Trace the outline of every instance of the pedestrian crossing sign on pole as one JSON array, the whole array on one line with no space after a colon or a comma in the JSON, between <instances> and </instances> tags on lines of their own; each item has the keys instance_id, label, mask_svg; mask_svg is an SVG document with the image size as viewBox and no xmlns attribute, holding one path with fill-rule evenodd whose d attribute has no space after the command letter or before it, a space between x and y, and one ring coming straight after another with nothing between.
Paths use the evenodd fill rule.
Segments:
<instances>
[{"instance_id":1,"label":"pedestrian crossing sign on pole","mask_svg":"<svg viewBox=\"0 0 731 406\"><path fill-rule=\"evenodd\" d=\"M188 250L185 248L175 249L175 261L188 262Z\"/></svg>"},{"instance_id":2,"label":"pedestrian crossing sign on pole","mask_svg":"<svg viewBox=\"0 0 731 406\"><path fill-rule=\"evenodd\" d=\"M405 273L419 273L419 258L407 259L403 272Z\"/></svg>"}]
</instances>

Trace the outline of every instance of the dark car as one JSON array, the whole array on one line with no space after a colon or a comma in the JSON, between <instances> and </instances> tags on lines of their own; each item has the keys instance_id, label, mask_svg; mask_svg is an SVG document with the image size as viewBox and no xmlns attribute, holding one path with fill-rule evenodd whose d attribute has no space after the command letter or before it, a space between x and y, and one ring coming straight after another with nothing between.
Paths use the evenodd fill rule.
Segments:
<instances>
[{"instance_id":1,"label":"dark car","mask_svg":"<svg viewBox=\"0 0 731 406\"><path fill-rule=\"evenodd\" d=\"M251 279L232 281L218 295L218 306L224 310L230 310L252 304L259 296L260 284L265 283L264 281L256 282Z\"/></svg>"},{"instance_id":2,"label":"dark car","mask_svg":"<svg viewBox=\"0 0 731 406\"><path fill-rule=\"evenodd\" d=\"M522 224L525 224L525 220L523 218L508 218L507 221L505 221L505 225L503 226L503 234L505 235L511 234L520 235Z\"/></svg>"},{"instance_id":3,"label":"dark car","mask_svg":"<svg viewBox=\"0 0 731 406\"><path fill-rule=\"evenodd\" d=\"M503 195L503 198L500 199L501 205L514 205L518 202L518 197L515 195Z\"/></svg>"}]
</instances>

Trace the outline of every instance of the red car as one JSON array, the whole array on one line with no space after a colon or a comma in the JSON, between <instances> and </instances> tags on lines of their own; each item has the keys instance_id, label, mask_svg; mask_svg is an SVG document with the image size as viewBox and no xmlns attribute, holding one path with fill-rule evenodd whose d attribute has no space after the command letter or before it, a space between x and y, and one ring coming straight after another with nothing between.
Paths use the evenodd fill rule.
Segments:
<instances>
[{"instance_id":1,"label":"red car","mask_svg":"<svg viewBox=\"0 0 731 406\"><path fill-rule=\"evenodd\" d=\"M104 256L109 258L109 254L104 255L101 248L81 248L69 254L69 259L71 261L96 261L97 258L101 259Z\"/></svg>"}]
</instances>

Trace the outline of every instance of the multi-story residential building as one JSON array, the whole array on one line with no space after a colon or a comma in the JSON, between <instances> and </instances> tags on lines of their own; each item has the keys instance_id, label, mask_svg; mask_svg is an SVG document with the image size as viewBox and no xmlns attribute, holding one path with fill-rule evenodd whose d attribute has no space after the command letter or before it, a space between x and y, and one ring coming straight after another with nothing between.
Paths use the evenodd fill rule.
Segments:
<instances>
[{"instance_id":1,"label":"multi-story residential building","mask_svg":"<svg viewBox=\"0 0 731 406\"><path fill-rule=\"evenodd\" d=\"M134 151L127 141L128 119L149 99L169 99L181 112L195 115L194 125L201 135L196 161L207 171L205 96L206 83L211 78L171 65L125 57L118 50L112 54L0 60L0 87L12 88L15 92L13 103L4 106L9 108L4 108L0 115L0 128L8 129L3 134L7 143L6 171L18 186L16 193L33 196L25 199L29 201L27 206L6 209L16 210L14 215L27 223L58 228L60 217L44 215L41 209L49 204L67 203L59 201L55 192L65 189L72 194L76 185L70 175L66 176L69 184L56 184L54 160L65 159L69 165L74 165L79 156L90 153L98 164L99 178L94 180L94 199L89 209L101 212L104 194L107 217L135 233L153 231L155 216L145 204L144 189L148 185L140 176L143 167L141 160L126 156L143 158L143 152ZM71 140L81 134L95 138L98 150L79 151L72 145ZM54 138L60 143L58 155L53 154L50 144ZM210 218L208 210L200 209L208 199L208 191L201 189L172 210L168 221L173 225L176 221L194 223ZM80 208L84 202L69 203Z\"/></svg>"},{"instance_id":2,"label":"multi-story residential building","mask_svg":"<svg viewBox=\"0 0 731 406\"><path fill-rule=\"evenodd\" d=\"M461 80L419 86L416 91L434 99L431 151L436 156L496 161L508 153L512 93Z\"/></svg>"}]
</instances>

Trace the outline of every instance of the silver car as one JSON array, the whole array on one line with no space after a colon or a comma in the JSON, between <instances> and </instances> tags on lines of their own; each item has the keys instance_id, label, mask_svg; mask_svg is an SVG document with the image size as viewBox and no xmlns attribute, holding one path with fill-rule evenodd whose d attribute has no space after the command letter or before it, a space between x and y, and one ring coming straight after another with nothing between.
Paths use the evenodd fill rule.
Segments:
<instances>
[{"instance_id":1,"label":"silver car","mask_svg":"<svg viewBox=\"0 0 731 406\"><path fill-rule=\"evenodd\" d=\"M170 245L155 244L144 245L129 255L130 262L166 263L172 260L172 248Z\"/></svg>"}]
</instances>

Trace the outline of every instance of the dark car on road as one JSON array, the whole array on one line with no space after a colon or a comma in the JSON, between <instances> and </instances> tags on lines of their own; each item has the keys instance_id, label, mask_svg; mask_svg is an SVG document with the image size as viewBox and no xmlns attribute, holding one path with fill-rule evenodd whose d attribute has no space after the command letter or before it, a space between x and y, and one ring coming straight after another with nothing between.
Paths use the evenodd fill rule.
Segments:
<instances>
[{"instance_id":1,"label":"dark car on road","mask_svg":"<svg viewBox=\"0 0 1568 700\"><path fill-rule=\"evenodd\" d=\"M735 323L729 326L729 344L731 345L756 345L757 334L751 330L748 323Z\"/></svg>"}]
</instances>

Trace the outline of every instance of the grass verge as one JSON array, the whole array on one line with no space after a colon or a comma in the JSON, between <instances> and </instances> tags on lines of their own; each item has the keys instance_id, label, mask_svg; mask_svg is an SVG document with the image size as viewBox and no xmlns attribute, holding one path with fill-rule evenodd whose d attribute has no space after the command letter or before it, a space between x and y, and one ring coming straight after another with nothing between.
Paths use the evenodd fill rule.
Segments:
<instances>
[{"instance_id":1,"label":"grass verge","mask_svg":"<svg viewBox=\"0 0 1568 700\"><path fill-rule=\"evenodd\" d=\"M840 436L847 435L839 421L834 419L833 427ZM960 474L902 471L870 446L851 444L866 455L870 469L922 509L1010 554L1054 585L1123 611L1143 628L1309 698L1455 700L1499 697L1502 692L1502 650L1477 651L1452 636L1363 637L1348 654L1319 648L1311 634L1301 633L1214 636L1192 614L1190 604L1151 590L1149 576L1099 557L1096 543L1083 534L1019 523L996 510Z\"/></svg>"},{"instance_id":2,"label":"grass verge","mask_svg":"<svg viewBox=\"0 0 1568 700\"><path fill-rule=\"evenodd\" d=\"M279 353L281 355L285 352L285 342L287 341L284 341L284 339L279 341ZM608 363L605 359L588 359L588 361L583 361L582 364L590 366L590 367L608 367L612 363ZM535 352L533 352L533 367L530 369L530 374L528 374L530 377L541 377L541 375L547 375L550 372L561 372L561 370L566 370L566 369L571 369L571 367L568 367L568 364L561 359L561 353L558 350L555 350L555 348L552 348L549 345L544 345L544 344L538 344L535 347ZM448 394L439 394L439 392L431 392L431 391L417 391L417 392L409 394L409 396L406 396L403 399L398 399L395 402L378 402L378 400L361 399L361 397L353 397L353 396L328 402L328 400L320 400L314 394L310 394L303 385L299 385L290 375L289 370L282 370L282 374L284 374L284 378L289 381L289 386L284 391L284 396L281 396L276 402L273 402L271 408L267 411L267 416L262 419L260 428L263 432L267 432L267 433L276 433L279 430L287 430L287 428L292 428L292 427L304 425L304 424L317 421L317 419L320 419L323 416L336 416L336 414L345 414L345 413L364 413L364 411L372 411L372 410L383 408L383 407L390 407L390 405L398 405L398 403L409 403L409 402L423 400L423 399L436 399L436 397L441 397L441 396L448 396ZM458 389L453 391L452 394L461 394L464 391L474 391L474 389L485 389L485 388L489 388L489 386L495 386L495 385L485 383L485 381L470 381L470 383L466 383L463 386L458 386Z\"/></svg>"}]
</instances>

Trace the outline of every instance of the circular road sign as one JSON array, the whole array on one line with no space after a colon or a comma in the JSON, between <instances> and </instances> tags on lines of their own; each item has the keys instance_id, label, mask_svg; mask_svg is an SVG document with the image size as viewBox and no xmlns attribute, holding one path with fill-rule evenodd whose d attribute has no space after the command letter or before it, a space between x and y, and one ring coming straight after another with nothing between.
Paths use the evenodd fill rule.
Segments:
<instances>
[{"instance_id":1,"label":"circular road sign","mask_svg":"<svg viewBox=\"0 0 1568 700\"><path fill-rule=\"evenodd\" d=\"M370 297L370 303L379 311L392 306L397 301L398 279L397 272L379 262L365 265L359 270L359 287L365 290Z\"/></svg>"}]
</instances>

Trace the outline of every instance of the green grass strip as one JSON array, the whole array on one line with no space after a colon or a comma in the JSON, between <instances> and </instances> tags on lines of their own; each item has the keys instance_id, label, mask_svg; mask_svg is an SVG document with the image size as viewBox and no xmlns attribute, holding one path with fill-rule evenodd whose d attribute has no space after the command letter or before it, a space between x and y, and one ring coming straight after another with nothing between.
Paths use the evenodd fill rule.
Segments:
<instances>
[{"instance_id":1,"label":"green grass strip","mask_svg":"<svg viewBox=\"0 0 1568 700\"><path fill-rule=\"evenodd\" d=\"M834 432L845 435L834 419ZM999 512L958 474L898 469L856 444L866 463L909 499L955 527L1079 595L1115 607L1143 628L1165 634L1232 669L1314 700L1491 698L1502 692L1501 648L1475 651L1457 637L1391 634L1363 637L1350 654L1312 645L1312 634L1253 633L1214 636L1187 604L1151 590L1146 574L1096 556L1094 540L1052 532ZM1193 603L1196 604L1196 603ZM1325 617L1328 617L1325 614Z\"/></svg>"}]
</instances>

☆ ☆ ☆ ☆ ☆ ☆ ☆

Exercise brief >>
Collect every line of the listing above that contains the string "strip", and copy each one in full.

Output for this task >>
Trace the outline of every instance of the green grass strip as one JSON array, the whole array on one line with no space after a colon or a comma in the JSON, between <instances> and </instances> tags on lines of their own; each item has the keys instance_id, label, mask_svg; mask_svg is an SVG document with the image size as viewBox and no xmlns attribute, holding one path with fill-rule evenodd whose d attribute has no space after the command letter or before it, a space between x and y, and one ring coming straight after another with nothing between.
[{"instance_id":1,"label":"green grass strip","mask_svg":"<svg viewBox=\"0 0 1568 700\"><path fill-rule=\"evenodd\" d=\"M834 432L845 435L834 419ZM999 512L958 474L898 469L856 444L866 463L909 499L955 527L1079 595L1115 607L1143 628L1165 634L1232 669L1314 700L1491 698L1502 692L1501 648L1475 651L1457 637L1391 634L1363 637L1350 654L1312 645L1312 634L1253 633L1214 636L1187 604L1151 590L1146 574L1096 556L1094 540L1052 532ZM1193 603L1196 604L1196 603ZM1325 617L1328 617L1325 614Z\"/></svg>"}]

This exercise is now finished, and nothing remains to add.